BEGIN EXTRACT

In an example, an input layer and optionally multiple layers above it also use local attention from neighboring chunks. Here, a neighborhood around the chunk, called a slide, is also considered by the attention mechanism. This addresses an issue where the chunk-size does not fit an activity (e.g., the chunk includes only part of a sign). The peek into neighboring chunks helps to capture missing parts of the sign on input ingestion. This correction is helpful when, for example, the sequence-to-sequence transformer does not have a decoder. The decoder of a traditional transformer may auto-regressively capture an entire signed sentence rather than the individual signs, and so eliminating the decoder helps to prevent this unfavorable result.

In an example, the attention in the sequence-to-sequence transformer is bi-directional with respect to time for input to the sequence-to-sequence transformer. For example, for a given video frame, the attention mechanism considers frames that are both forward and backward in the sequence of video frames. This helps to identify the “activity” when that activity may span multiple video frames. For certain applications (e.g., real-time inference of a streaming video), where video frames succeeding a given frame may not be available to apply bi-directional attention, this transformer model may be unidirectional with respect to time, which may generate better results.

In an example, position encodings of the sequence-to-sequence transformer are relative with respect to self-attention calculations. Generally, the attention mechanism is unaware of where another element in a context is. This information is conveyed with position encoding of the data (e.g., video frames). In a traditional transformer, the positions are absolute with respect to the context. Thus, for example, the first word in a sentence is encoded as having the position of the first word in a sentence. Relative encodings apply a positional encoding based on the observation element. Thus, a video frame under consideration, such as frame eight, has a positional encoding of zero, the preceding frame an encoding of negative one, and a proceeding frame a positional encoding of positive one. These relative positional encodings are applied on all the video frames under consideration. FIG. 3 illustrates an example of this arrangement.

END EXTRACT
BEGIN DATA PROVIDED

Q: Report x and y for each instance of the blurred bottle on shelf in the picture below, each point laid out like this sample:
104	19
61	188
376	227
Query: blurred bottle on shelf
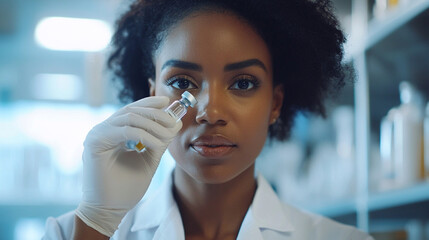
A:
401	141
382	7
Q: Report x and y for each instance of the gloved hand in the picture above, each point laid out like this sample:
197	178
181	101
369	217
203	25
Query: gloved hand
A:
115	178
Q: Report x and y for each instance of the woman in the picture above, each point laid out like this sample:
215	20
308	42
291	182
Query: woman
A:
252	65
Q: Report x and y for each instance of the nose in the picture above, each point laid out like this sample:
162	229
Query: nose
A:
211	107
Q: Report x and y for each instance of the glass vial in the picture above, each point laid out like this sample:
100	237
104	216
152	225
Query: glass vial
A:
177	110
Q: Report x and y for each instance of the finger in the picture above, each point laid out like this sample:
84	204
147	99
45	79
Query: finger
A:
156	102
157	115
119	136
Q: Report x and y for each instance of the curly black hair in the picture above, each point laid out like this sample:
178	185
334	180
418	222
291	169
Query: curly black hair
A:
303	36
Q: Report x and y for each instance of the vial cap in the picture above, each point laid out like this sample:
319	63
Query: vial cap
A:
191	99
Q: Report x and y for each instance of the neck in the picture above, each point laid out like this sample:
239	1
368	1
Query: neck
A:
213	210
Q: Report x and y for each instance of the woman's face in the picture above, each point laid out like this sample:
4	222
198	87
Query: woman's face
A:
226	65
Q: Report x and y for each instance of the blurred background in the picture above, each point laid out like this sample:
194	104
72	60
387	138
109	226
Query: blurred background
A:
366	164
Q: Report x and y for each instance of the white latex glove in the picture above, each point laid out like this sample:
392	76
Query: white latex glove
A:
115	178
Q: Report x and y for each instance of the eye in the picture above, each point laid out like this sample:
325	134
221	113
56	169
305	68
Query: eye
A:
245	83
181	82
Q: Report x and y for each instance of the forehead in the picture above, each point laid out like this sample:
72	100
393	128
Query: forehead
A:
211	38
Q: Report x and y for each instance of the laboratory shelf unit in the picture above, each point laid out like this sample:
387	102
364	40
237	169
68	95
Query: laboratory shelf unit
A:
378	29
386	51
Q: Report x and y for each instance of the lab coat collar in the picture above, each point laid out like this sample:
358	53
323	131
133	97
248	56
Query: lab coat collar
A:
152	212
266	211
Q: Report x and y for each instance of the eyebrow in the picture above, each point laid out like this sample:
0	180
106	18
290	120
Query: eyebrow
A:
182	64
228	67
244	64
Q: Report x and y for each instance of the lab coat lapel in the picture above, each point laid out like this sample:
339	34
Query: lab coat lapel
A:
160	212
249	228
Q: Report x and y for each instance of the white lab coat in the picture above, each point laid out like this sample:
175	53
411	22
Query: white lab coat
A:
159	218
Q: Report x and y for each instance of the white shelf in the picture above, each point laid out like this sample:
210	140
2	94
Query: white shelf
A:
399	197
379	29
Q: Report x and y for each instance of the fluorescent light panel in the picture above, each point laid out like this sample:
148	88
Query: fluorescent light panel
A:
73	34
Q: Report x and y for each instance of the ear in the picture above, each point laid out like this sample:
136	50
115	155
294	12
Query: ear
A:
278	95
151	87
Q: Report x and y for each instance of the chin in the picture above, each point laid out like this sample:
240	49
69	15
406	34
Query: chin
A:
212	174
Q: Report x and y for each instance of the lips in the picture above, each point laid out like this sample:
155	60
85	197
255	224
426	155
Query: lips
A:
212	146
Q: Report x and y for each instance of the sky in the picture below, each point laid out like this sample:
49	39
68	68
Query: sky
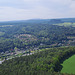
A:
36	9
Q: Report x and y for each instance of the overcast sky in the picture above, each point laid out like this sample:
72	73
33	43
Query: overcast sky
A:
33	9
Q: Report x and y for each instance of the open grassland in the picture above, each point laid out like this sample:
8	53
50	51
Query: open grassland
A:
69	65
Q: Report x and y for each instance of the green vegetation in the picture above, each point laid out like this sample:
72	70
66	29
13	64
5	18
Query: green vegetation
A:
68	65
35	40
66	24
46	62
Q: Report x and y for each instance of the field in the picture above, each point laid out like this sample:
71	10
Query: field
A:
69	65
66	24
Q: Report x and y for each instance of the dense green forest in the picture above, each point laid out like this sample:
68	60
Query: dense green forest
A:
46	62
25	34
36	47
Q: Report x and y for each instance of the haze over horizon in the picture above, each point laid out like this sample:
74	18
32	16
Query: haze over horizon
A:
36	9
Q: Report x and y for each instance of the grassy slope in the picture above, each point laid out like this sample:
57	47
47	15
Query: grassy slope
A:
69	65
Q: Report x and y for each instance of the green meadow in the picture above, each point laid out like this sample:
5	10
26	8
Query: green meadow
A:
69	65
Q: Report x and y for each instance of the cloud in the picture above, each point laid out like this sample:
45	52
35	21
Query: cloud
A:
27	9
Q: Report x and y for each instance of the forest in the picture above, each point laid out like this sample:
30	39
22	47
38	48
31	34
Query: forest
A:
46	62
37	46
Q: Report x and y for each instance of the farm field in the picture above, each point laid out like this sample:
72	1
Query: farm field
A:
69	65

END DATA PROVIDED

_EXERCISE TASKS_.
[a] In the extract on the sequence-to-sequence transformer, what is the neighborhood around a chunk called?
[b] Extend the extract on the sequence-to-sequence transformer, picking up after its final sentence.

_RESULTS IN ORDER_.
[a] A slide.

[b]
The following is another expression of the sequence-to-sequence transformer. In an example, the sequence-to-sequence transformer includes an input-embedding layer configured to encode an input sequence to an encoded input sequence, and an encoder neural network comprising one or more encoder subnetworks. These one or more encoder subnetworks include a base encoder subnetwork—such as the chunk+slide layer illustrated in FIG. 2 and FIG. 3—that accepts the encoded input sequence as input.

Any given encoder subnetwork has an encoder self-attention sub-layer and a feedforward sub-layer. In an example, the encoder self-attention sub-layer is configured to receive subnetwork input and apply a local-chunk attention mechanism over the subnetwork input to generate queries, keys and values (e.g., the usual output for transformer attention mechanisms). The local-chunk attention mechanism restricts the attention mechanism for a neuron of the encoder subnetwork to a subset of the subnetwork input based on a predetermined chunk size. This is the chunk referred to earlier. In an example, the local-chunk attention mechanism is bi-directional. For certain applications (e.g., real-time inference of a streaming video), where video frames proceeding a given frame may not be available to apply bi-directional attention, this local chunk-attention mechanism may be unidirectional to generate better results.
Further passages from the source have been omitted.